TASK TO COMPLETE:
Copy out every line of the data exactly.

DATA PROVIDED:
## start
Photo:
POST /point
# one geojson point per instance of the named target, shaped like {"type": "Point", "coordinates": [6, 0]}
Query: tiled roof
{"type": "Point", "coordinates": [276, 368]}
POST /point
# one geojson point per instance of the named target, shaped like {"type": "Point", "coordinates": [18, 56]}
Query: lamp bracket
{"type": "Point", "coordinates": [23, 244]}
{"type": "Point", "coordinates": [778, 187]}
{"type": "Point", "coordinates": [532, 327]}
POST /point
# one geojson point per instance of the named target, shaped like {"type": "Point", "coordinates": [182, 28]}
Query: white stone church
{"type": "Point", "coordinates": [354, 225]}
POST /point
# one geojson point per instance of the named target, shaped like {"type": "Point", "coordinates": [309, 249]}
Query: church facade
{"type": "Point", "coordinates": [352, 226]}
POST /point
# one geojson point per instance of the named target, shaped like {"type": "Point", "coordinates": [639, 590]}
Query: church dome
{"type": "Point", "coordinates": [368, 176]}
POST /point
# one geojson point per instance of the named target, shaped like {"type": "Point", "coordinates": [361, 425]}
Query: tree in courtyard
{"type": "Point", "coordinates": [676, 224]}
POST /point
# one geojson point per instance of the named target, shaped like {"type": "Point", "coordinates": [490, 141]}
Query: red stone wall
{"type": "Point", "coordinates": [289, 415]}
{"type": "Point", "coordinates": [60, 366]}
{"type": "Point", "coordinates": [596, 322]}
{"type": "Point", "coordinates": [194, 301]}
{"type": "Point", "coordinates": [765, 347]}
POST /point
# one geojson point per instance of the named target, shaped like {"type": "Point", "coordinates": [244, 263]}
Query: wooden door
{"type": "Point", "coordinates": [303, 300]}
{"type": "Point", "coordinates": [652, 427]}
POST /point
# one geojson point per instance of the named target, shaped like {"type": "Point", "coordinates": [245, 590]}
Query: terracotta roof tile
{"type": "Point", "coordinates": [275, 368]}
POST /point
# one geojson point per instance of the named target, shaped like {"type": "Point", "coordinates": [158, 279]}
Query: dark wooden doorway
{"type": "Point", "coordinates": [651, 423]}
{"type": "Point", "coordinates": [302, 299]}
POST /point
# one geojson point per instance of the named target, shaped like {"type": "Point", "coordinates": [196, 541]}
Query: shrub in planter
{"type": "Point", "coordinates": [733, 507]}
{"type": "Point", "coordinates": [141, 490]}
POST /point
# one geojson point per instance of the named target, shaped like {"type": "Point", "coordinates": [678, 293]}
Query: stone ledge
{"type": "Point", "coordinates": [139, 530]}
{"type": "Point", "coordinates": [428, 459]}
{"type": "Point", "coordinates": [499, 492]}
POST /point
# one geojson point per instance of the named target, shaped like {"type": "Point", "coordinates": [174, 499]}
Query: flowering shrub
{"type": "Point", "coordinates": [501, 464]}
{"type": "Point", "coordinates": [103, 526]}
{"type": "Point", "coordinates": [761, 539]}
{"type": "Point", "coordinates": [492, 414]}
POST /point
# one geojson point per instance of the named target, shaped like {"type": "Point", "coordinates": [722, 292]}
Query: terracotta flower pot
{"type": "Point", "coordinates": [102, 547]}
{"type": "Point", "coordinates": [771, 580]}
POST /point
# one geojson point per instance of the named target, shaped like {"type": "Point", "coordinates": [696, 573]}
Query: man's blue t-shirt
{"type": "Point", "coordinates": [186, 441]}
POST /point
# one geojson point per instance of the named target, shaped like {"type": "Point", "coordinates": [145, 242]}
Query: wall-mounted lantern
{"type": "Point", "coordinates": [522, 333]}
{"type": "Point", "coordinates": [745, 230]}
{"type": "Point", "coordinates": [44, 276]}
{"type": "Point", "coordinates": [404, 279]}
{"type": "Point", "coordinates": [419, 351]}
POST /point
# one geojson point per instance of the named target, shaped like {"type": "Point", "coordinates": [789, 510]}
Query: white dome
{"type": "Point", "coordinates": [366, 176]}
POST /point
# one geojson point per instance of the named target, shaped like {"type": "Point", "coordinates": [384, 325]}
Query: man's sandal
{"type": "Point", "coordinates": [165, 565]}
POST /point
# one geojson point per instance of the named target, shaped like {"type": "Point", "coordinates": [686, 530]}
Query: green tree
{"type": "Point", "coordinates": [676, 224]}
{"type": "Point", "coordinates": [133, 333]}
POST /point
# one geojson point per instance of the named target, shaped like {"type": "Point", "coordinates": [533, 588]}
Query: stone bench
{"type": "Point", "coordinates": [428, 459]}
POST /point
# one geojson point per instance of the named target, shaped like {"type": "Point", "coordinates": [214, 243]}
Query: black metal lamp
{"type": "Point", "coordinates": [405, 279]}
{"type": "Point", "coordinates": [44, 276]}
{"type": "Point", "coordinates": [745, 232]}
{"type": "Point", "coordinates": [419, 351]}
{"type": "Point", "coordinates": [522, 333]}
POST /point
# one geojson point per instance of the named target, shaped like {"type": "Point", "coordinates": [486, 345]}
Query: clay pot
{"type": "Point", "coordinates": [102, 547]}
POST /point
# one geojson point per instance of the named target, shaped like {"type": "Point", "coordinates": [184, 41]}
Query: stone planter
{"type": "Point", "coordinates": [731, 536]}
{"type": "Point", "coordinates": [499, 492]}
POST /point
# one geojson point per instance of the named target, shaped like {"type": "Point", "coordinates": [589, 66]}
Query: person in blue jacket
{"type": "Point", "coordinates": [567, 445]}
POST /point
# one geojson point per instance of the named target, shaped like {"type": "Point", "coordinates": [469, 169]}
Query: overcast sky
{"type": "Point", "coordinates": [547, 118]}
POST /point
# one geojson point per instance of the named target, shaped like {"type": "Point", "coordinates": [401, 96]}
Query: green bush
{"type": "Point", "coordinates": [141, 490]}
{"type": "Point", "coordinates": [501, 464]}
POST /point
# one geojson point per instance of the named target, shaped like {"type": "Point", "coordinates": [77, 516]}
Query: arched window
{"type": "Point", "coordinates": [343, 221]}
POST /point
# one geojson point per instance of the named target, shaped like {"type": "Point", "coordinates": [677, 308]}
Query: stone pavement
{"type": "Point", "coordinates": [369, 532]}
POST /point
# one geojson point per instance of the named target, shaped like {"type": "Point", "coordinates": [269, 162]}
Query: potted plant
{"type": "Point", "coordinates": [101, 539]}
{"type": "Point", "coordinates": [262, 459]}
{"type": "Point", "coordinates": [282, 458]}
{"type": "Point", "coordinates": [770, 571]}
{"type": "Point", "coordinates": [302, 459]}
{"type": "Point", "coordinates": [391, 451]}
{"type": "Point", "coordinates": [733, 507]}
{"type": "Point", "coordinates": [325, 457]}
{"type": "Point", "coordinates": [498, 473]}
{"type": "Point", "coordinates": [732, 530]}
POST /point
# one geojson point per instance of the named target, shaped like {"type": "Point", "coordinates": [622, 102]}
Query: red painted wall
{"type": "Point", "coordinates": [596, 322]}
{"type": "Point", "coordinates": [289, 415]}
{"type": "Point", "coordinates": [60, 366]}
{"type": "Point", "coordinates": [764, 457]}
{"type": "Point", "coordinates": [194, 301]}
## end
FINISHED TASK:
Photo:
POST /point
# one geojson point per instance of the named target, shaped like {"type": "Point", "coordinates": [6, 0]}
Query: tiled roof
{"type": "Point", "coordinates": [276, 368]}
POST /point
# one geojson point per instance of the named target, shaped like {"type": "Point", "coordinates": [18, 56]}
Query: lamp bracket
{"type": "Point", "coordinates": [23, 244]}
{"type": "Point", "coordinates": [778, 187]}
{"type": "Point", "coordinates": [532, 327]}
POST /point
# one geojson point per instance of the named target, shaped like {"type": "Point", "coordinates": [182, 28]}
Query: white stone church
{"type": "Point", "coordinates": [354, 225]}
POST /point
# one geojson point per instance of the named target, shaped like {"type": "Point", "coordinates": [309, 249]}
Query: church facade
{"type": "Point", "coordinates": [352, 226]}
POST /point
# one geojson point per instance of the named target, shaped like {"type": "Point", "coordinates": [639, 590]}
Query: church dome
{"type": "Point", "coordinates": [368, 176]}
POST /point
# one geojson point per instance of the named target, shaped like {"type": "Point", "coordinates": [361, 425]}
Query: tree in courtyard
{"type": "Point", "coordinates": [676, 224]}
POST /point
# one geojson point per instance of the named target, shaped like {"type": "Point", "coordinates": [490, 141]}
Query: red stone wall
{"type": "Point", "coordinates": [289, 415]}
{"type": "Point", "coordinates": [60, 366]}
{"type": "Point", "coordinates": [596, 322]}
{"type": "Point", "coordinates": [194, 301]}
{"type": "Point", "coordinates": [765, 347]}
POST /point
# one geojson point per instance of the named target, shaped like {"type": "Point", "coordinates": [244, 263]}
Query: wooden door
{"type": "Point", "coordinates": [303, 300]}
{"type": "Point", "coordinates": [652, 427]}
POST /point
# one geojson point per instance of the named target, shaped like {"type": "Point", "coordinates": [245, 590]}
Query: terracotta roof tile
{"type": "Point", "coordinates": [275, 368]}
POST /point
# one geojson point per instance of the named target, shaped like {"type": "Point", "coordinates": [158, 279]}
Query: dark wooden doorway
{"type": "Point", "coordinates": [651, 423]}
{"type": "Point", "coordinates": [302, 299]}
POST /point
# one geojson point per instance of the named target, shaped like {"type": "Point", "coordinates": [196, 541]}
Query: shrub in planter
{"type": "Point", "coordinates": [733, 507]}
{"type": "Point", "coordinates": [141, 490]}
POST /point
# one geojson point per instance of the named target, shaped like {"type": "Point", "coordinates": [678, 293]}
Query: stone ledge
{"type": "Point", "coordinates": [139, 530]}
{"type": "Point", "coordinates": [428, 459]}
{"type": "Point", "coordinates": [499, 492]}
POST /point
# one geojson point per instance of the named target, shaped like {"type": "Point", "coordinates": [174, 499]}
Query: flowering shrub
{"type": "Point", "coordinates": [501, 464]}
{"type": "Point", "coordinates": [103, 526]}
{"type": "Point", "coordinates": [761, 539]}
{"type": "Point", "coordinates": [492, 414]}
POST /point
# one geojson point per instance of the named target, shaped like {"type": "Point", "coordinates": [722, 292]}
Query: terracotta flower pot
{"type": "Point", "coordinates": [102, 547]}
{"type": "Point", "coordinates": [771, 580]}
POST /point
# one geojson point per instance of the named target, shaped like {"type": "Point", "coordinates": [696, 573]}
Query: man's blue t-shirt
{"type": "Point", "coordinates": [186, 441]}
POST /point
# one geojson point per instance of the named target, shaped like {"type": "Point", "coordinates": [145, 242]}
Query: wall-mounted lantern
{"type": "Point", "coordinates": [522, 333]}
{"type": "Point", "coordinates": [745, 230]}
{"type": "Point", "coordinates": [44, 276]}
{"type": "Point", "coordinates": [404, 279]}
{"type": "Point", "coordinates": [419, 351]}
POST /point
# one geojson point per instance of the named target, shaped like {"type": "Point", "coordinates": [789, 510]}
Query: white dome
{"type": "Point", "coordinates": [366, 176]}
POST /point
# one geojson point per instance of the named target, shaped like {"type": "Point", "coordinates": [384, 325]}
Query: man's sandal
{"type": "Point", "coordinates": [165, 565]}
POST /point
# one geojson point per instance of the named target, shaped like {"type": "Point", "coordinates": [686, 530]}
Query: green tree
{"type": "Point", "coordinates": [676, 224]}
{"type": "Point", "coordinates": [133, 333]}
POST /point
# one geojson point per instance of the named target, shaped like {"type": "Point", "coordinates": [533, 588]}
Query: stone bench
{"type": "Point", "coordinates": [428, 459]}
POST /point
# one geojson point per instance of the named target, shaped like {"type": "Point", "coordinates": [214, 243]}
Query: black metal lamp
{"type": "Point", "coordinates": [405, 279]}
{"type": "Point", "coordinates": [44, 276]}
{"type": "Point", "coordinates": [745, 232]}
{"type": "Point", "coordinates": [419, 351]}
{"type": "Point", "coordinates": [522, 333]}
POST /point
# one geojson point per instance of the named target, shaped like {"type": "Point", "coordinates": [486, 345]}
Query: clay pot
{"type": "Point", "coordinates": [102, 547]}
POST /point
# one geojson point per instance of the named target, shaped like {"type": "Point", "coordinates": [184, 41]}
Query: stone planter
{"type": "Point", "coordinates": [731, 536]}
{"type": "Point", "coordinates": [499, 492]}
POST /point
# one geojson point per instance of the named target, shaped like {"type": "Point", "coordinates": [589, 66]}
Query: person in blue jacket
{"type": "Point", "coordinates": [567, 445]}
POST /point
# one geojson point per instance of the named target, shaped like {"type": "Point", "coordinates": [469, 169]}
Query: overcast sky
{"type": "Point", "coordinates": [547, 118]}
POST /point
# one geojson point per instance of the named target, shaped like {"type": "Point", "coordinates": [401, 96]}
Query: green bush
{"type": "Point", "coordinates": [141, 490]}
{"type": "Point", "coordinates": [501, 464]}
POST /point
# one geojson point per instance of the named target, shaped like {"type": "Point", "coordinates": [77, 516]}
Query: arched window
{"type": "Point", "coordinates": [343, 221]}
POST /point
# one geojson point per instance of the named target, shaped like {"type": "Point", "coordinates": [677, 308]}
Query: stone pavement
{"type": "Point", "coordinates": [369, 532]}
POST /point
# one geojson point per instance of the named target, shaped like {"type": "Point", "coordinates": [269, 162]}
Query: potted plant
{"type": "Point", "coordinates": [101, 539]}
{"type": "Point", "coordinates": [262, 459]}
{"type": "Point", "coordinates": [282, 458]}
{"type": "Point", "coordinates": [770, 571]}
{"type": "Point", "coordinates": [302, 459]}
{"type": "Point", "coordinates": [391, 451]}
{"type": "Point", "coordinates": [733, 507]}
{"type": "Point", "coordinates": [325, 457]}
{"type": "Point", "coordinates": [498, 473]}
{"type": "Point", "coordinates": [732, 530]}
POST /point
# one geojson point per instance of the named target, shaped like {"type": "Point", "coordinates": [622, 102]}
Query: red painted wall
{"type": "Point", "coordinates": [596, 322]}
{"type": "Point", "coordinates": [289, 415]}
{"type": "Point", "coordinates": [60, 366]}
{"type": "Point", "coordinates": [764, 457]}
{"type": "Point", "coordinates": [194, 301]}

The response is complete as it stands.